• Task to carry out: The required output is the line containing "Point to the wooden" followed by every line after it to the end of the listing, each written out exactly.

*** Block opens ***

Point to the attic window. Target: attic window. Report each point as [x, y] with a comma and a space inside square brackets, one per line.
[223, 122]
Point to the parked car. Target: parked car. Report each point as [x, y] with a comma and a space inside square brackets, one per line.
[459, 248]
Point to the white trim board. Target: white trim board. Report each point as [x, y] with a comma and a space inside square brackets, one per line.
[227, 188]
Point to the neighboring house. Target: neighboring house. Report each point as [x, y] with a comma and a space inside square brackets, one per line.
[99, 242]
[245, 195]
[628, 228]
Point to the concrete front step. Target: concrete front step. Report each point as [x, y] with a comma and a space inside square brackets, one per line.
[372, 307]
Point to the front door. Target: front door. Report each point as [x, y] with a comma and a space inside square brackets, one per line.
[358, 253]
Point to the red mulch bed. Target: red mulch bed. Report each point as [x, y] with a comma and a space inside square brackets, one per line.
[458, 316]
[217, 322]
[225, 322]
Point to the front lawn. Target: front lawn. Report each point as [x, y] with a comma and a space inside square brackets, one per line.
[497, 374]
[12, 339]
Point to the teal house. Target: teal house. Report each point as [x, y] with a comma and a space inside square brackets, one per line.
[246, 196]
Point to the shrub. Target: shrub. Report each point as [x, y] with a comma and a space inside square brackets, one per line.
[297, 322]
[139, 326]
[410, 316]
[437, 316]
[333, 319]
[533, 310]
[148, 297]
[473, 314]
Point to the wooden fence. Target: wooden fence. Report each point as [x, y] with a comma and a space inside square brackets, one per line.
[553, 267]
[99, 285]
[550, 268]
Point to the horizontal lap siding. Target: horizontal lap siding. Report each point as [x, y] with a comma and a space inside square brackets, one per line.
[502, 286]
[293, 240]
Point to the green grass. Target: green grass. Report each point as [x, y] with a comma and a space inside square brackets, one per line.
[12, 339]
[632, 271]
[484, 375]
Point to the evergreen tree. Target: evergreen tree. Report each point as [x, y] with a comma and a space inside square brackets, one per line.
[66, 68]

*** Block closes ***

• Answer section:
Point to the wooden fence. Target: wooden fence. Report each point as [x, y] with a comma and a space inside square brackets, one per line.
[553, 267]
[99, 285]
[550, 268]
Point to the horizontal lap siding. Target: horizontal lap siding. Report each point as [x, y] with a comma and a space inside square brackets, one per line.
[502, 286]
[293, 240]
Point to the green grass. Target: green grass. Report each point as [x, y] with a comma and a space inside square brackets, one per line.
[12, 339]
[632, 271]
[484, 375]
Point to the evergreen tree. Target: evergreen tree. Report each point as [x, y] with a comma and a space inside square brackets, one per line.
[66, 68]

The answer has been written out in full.